Photo-based referring expression data:
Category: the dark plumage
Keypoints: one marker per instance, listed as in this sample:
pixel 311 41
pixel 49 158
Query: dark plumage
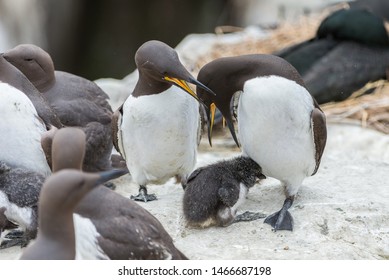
pixel 4 222
pixel 214 192
pixel 350 49
pixel 75 100
pixel 281 127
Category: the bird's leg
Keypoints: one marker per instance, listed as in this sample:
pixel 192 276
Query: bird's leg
pixel 15 234
pixel 15 238
pixel 143 195
pixel 248 216
pixel 282 220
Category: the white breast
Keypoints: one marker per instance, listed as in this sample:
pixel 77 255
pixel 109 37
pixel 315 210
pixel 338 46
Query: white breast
pixel 20 131
pixel 159 135
pixel 22 216
pixel 275 128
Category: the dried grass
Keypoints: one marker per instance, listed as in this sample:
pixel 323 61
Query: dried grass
pixel 371 110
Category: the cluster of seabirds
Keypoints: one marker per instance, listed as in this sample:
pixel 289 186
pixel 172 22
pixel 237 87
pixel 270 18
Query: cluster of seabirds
pixel 58 132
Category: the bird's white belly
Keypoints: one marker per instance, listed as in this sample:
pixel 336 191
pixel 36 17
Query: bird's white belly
pixel 20 132
pixel 22 216
pixel 159 136
pixel 274 121
pixel 87 246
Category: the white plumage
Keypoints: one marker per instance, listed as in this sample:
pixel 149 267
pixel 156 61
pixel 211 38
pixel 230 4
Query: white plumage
pixel 159 135
pixel 274 122
pixel 20 132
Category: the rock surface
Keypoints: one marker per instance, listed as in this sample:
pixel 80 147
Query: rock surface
pixel 340 213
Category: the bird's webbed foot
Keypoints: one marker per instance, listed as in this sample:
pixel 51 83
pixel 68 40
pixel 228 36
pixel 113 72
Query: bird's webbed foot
pixel 281 220
pixel 248 216
pixel 143 195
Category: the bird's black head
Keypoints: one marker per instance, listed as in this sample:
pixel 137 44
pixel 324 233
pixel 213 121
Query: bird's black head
pixel 222 77
pixel 160 65
pixel 227 76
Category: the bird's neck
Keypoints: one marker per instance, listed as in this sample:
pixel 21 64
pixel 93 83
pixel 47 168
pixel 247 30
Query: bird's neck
pixel 45 83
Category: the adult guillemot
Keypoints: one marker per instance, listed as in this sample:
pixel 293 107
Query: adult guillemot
pixel 214 192
pixel 12 76
pixel 281 127
pixel 60 195
pixel 350 49
pixel 157 128
pixel 23 164
pixel 76 101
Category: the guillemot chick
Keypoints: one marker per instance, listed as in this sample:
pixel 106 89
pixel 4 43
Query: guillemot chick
pixel 107 224
pixel 21 130
pixel 213 193
pixel 157 129
pixel 350 49
pixel 75 100
pixel 19 192
pixel 60 195
pixel 281 127
pixel 23 165
pixel 5 224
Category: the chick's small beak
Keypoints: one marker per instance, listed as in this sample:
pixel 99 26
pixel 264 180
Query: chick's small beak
pixel 211 121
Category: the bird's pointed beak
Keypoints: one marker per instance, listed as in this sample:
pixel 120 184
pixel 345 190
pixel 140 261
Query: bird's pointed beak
pixel 105 176
pixel 183 84
pixel 230 125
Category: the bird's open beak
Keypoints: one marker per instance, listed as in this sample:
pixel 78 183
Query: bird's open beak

What you have to do >> Give back exactly the lines from the one that contains "Query: bird's pointed beak" to the end of the data above, both of those lines included.

Result of the task >>
Query: bird's pointed beak
pixel 105 176
pixel 183 84
pixel 230 125
Category: the bird's open beak
Keypoints: one marker per instance, listed as in this sample:
pixel 78 183
Query: bird's open beak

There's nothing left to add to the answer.